→ The problem: Show the lines below that contain the string "each".
++++ Source data ++++
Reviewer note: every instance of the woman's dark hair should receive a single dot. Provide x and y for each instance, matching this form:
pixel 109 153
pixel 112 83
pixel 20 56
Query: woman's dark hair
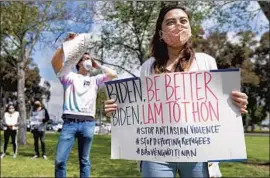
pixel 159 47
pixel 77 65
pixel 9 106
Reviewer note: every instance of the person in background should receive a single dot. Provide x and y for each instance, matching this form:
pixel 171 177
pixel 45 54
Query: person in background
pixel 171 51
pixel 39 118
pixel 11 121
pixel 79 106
++++
++++ Source data ++++
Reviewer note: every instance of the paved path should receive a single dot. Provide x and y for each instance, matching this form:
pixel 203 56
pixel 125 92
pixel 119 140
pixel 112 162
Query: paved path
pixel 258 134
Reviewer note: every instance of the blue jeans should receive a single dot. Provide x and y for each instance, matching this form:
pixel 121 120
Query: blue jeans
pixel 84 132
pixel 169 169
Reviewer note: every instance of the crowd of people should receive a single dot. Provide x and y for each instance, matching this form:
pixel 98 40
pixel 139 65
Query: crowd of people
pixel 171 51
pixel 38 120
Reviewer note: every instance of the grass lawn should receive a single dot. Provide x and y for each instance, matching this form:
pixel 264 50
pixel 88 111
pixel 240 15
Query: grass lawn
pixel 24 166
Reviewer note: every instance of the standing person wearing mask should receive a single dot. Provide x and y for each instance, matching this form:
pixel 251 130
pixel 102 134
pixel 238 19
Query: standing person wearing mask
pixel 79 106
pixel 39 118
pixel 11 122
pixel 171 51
++++
→ Answer:
Reviewer note: every instance of the woman's dark hair should receive a single dot. Provide x and y for each instance, matching this form:
Reviewer note: every instance of the person in background should receive a single dot. Provide x and y for each instance, matching this form:
Reviewer note: every instance of the paved path should receive a single dot. Provide x and y for each instance, matching this form:
Reviewer note: every instance of the blue jeans should receive a single dot. Provide x and y for each instance, matching this form:
Reviewer note: every instance of the crowd of people should receive a single dot. Provide x and y for each instance, matching this form:
Reviewer note: every instance of the grass lawn should receive a single dot. Provide x and y for each instance, matching this form:
Reviewer note: every instance of the standing person wearing mask should receive a single dot. Provide x and y for each instance, matching this form:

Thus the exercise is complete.